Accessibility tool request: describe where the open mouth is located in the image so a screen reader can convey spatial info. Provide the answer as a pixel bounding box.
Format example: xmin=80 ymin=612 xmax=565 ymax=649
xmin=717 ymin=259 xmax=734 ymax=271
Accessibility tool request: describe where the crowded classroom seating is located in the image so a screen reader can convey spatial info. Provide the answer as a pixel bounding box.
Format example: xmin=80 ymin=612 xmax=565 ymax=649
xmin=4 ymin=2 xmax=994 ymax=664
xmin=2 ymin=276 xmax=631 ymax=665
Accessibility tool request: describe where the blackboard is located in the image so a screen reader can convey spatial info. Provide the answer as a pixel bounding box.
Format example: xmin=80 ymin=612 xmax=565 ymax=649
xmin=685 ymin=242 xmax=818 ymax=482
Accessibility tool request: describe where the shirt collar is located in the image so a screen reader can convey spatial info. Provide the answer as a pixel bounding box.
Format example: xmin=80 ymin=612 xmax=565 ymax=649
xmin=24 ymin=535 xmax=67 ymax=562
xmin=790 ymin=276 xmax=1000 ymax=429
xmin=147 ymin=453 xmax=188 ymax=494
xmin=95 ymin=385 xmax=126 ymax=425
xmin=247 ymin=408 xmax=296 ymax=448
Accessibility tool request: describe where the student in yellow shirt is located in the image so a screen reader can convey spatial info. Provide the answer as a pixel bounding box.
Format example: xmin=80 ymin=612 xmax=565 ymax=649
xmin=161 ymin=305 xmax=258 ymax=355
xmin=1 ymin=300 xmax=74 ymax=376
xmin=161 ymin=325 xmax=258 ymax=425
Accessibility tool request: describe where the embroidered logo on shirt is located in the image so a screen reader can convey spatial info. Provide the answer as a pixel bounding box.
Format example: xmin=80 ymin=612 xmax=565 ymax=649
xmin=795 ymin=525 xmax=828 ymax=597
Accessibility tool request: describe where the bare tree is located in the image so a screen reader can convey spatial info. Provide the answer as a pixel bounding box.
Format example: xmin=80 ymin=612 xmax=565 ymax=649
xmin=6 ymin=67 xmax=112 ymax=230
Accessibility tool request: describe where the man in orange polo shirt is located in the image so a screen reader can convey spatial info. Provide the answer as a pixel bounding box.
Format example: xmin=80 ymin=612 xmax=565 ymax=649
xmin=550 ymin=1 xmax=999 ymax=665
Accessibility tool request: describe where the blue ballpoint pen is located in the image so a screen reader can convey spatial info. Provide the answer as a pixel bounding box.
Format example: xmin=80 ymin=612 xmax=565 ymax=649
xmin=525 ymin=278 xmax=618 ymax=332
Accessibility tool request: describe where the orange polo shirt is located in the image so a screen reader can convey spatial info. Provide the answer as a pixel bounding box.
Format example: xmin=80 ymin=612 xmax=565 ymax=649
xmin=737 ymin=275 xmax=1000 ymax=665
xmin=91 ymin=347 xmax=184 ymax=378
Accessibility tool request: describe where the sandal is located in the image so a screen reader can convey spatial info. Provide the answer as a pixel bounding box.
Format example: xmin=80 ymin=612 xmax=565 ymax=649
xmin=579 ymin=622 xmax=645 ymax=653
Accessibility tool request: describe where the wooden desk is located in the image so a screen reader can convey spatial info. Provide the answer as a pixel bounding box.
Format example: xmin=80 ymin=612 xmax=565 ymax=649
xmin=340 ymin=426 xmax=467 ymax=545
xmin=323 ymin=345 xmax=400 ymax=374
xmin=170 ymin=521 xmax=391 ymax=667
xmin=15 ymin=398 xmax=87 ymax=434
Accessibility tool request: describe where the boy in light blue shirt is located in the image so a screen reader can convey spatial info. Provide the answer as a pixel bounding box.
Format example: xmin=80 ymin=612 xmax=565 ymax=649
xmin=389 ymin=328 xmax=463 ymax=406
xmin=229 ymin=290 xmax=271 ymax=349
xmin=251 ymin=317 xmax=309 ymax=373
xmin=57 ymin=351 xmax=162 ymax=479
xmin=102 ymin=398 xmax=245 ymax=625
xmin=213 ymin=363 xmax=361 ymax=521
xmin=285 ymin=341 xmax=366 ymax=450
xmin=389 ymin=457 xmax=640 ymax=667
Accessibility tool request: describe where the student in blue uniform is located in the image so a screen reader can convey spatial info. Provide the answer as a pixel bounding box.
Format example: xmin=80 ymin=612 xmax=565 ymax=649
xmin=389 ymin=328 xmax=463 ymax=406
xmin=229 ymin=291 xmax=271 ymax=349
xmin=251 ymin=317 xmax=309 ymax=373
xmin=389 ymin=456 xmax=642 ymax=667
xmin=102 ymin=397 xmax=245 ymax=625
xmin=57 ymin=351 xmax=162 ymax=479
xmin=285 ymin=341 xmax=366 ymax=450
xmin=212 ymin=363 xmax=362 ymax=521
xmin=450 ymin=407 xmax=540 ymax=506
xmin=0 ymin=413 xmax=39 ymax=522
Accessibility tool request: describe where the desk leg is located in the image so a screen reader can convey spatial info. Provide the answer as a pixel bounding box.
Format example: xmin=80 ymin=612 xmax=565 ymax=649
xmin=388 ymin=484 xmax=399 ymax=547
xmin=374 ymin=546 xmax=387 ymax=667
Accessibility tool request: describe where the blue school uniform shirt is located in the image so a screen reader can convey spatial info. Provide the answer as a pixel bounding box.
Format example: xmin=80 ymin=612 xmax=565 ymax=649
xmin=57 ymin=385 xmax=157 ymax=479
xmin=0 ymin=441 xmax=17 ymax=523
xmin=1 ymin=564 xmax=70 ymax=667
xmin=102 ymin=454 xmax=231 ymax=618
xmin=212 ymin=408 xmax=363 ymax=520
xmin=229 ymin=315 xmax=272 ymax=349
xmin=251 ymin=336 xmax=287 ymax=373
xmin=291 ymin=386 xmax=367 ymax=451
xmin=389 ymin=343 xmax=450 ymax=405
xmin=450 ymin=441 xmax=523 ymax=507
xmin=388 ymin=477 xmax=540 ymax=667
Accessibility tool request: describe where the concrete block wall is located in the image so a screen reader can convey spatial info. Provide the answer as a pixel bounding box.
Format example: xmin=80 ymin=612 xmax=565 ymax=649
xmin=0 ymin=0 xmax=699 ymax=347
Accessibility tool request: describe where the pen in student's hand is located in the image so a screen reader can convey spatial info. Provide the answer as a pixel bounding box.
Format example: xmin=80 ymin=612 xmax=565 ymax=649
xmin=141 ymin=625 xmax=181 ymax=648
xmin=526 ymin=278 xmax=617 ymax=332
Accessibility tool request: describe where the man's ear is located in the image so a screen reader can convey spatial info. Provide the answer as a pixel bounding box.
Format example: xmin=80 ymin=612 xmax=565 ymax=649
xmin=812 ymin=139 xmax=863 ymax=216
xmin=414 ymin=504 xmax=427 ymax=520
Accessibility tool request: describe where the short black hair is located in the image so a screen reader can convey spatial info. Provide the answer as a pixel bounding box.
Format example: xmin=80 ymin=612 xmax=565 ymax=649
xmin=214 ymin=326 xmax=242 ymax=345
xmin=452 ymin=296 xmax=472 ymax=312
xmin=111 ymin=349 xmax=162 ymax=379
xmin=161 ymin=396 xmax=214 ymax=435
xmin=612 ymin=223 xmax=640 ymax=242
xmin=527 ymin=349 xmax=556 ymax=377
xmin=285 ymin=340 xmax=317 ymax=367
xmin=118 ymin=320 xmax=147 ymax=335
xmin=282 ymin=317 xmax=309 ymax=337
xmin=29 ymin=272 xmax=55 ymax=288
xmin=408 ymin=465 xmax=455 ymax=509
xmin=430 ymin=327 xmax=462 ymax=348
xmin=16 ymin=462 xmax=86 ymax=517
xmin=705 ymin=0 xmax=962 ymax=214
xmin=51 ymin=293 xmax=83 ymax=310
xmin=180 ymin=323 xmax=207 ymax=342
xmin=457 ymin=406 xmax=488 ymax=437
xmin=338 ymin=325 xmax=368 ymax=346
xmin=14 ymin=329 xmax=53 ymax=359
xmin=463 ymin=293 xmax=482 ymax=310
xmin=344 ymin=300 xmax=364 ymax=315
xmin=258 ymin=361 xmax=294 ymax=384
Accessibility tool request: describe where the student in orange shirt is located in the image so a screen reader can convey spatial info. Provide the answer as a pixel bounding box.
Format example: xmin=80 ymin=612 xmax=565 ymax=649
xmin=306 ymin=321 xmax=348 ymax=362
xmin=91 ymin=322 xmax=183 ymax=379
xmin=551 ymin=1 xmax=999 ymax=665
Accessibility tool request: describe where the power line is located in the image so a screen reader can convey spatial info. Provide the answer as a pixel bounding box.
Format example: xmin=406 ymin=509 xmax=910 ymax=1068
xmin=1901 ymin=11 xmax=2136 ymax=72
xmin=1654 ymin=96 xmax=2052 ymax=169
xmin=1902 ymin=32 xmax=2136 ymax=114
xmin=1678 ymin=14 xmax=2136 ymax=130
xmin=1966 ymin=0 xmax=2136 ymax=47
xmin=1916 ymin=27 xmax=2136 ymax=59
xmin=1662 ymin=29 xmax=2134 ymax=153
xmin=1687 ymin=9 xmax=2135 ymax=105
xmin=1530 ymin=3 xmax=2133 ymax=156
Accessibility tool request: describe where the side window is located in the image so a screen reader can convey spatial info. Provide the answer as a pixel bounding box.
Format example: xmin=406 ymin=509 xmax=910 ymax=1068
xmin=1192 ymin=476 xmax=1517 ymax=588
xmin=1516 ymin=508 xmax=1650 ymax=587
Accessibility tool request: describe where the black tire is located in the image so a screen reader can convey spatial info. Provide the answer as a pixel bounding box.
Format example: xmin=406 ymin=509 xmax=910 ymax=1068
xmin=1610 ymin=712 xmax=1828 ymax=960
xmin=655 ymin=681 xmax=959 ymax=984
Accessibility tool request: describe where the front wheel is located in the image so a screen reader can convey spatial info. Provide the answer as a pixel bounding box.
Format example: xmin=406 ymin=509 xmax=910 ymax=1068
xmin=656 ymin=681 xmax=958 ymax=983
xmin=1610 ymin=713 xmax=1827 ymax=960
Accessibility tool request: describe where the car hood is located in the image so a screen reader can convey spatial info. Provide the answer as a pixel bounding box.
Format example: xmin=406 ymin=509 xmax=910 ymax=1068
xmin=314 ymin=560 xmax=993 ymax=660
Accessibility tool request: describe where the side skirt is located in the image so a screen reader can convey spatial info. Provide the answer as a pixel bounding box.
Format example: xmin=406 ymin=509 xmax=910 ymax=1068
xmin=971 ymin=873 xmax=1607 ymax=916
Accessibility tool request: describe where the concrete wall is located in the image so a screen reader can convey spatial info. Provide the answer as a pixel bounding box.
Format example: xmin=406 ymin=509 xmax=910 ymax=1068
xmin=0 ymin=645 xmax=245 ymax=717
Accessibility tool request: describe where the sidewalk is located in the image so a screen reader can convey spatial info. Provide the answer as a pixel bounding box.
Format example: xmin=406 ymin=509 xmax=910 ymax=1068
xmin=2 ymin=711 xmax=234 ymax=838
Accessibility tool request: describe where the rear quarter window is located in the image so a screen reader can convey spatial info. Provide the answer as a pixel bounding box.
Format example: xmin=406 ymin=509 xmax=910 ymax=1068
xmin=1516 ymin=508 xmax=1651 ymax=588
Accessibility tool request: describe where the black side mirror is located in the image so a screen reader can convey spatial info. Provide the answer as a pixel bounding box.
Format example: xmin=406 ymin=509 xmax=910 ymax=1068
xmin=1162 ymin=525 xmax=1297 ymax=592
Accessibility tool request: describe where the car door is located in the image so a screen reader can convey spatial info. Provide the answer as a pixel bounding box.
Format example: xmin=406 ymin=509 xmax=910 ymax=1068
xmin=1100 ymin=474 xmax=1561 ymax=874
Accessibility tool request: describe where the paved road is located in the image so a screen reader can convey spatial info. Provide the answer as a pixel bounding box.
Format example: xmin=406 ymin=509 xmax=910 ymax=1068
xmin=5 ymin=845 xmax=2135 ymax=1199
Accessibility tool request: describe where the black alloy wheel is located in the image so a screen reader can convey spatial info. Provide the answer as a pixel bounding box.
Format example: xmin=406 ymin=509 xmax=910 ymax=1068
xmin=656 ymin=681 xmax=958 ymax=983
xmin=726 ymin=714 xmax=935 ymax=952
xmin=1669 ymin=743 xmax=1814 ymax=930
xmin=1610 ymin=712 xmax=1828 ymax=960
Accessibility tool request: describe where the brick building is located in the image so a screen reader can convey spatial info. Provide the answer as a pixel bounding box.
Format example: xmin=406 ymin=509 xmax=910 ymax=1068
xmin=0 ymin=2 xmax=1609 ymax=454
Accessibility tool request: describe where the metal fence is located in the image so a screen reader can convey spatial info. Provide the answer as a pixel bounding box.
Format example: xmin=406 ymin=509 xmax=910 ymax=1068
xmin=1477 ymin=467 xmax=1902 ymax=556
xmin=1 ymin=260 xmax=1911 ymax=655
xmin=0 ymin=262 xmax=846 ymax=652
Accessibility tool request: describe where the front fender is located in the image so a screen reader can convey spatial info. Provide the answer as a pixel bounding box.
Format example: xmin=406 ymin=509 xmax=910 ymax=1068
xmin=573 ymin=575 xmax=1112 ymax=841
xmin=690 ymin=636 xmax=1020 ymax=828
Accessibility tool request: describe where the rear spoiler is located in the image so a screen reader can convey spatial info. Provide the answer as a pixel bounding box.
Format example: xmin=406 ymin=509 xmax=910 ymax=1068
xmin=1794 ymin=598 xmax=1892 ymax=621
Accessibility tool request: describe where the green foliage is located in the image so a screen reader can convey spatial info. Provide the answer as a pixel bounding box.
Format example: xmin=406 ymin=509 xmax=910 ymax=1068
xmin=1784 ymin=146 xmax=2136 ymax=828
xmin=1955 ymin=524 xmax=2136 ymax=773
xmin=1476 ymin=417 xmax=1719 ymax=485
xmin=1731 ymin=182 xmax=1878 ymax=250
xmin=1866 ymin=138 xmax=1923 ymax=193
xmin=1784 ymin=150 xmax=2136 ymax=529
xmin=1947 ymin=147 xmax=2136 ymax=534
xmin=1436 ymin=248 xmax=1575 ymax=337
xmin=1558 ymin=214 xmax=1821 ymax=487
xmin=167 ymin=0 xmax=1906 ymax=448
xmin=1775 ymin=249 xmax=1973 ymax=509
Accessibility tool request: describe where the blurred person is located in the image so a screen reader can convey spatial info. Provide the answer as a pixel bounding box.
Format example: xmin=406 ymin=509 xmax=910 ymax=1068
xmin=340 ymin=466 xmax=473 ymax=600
***
◆ Your goal: Show the lines of the listing above with "wall".

◆ Your solution:
Accessibility tool request: describe where the concrete block wall is located in the image so a screen reader can convey spatial info. Provide the answer as a pixel bounding box.
Accessibility tool request: describe where the concrete wall is located in the image so a screen reader can convey spatial info. Provide the answer as a pixel bounding box.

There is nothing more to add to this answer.